Action item → Give only the number of lines in the following entries where "sheep" appears.

(Dataset entries)
=== Section Start ===
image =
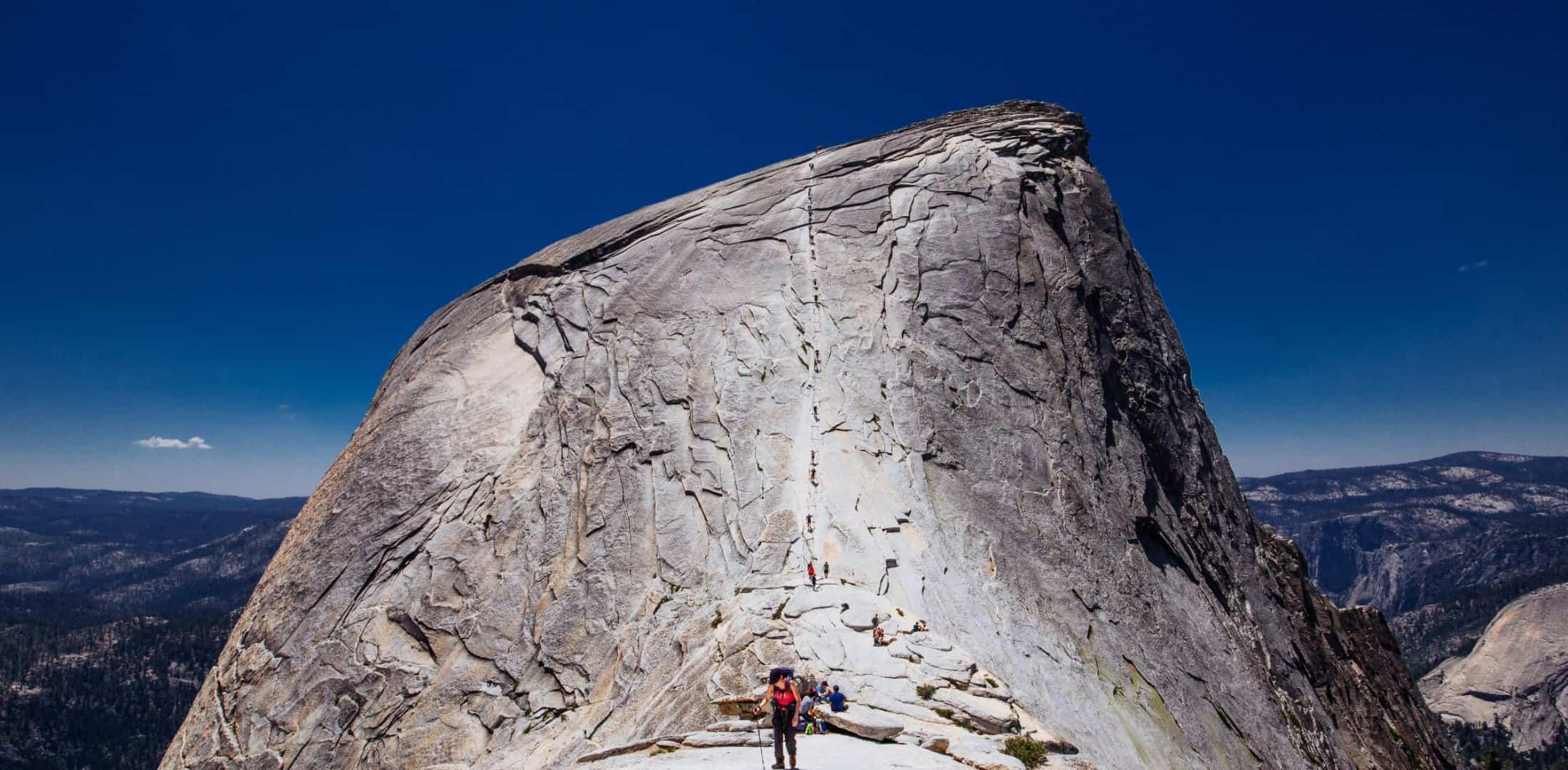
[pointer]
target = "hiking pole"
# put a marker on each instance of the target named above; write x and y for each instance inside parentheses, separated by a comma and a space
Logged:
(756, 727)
=== Section End ===
=== Section Start ===
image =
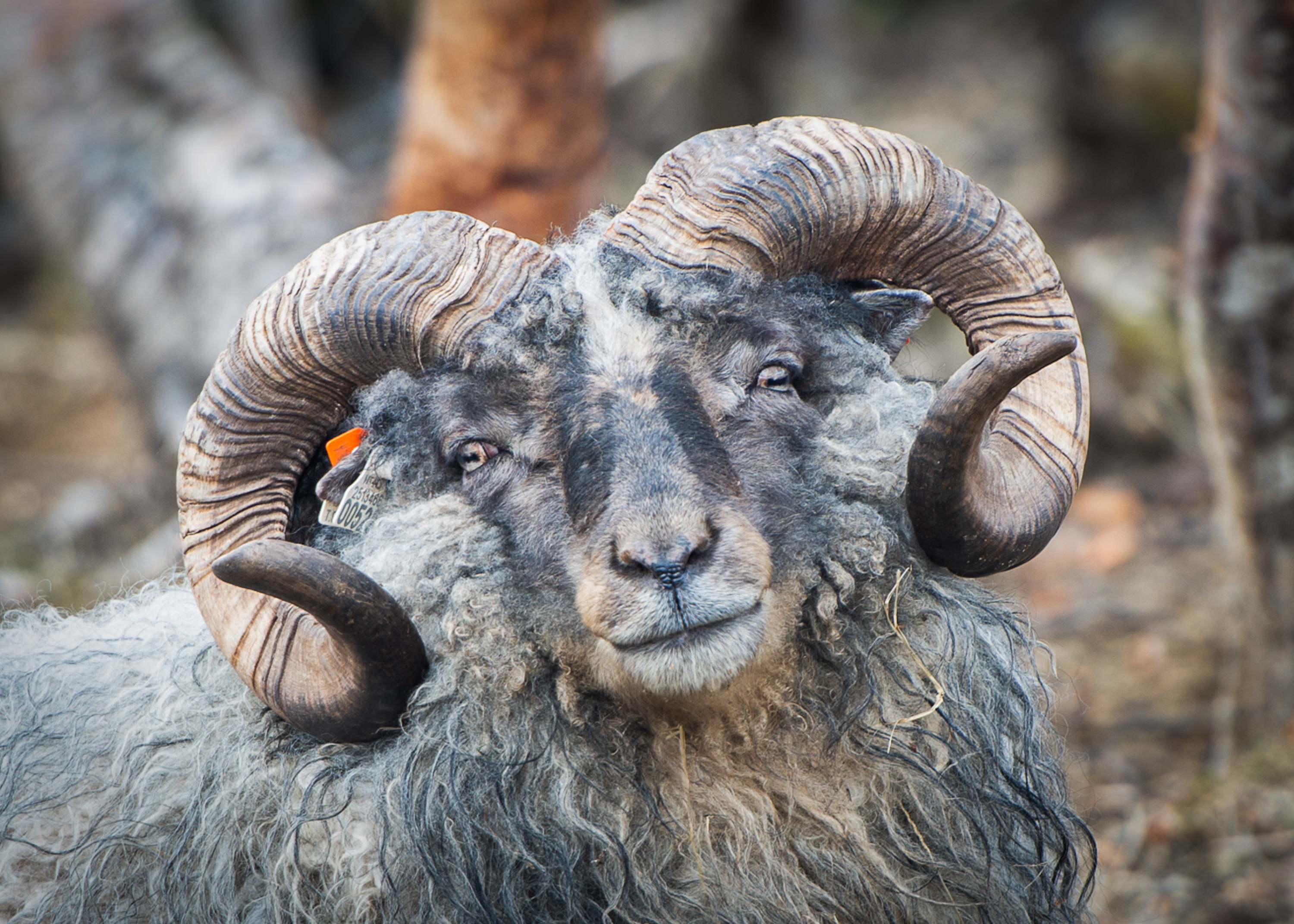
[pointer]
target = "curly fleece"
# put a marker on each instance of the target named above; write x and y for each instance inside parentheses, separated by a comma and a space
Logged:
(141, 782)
=== Section End ===
=== Section Start ===
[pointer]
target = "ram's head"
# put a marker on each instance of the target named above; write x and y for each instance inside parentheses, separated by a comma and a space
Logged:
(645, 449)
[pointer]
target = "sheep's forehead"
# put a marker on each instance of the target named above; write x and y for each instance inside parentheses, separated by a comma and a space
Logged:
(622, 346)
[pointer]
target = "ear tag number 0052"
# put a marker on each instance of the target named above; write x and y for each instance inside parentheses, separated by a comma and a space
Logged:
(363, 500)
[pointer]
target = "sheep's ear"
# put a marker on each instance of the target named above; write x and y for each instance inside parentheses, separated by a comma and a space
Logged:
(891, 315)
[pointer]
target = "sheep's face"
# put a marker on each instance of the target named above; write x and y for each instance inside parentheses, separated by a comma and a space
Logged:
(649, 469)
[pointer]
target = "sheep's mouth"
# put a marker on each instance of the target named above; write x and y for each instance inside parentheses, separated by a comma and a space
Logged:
=== Section End ===
Exercise answer → 4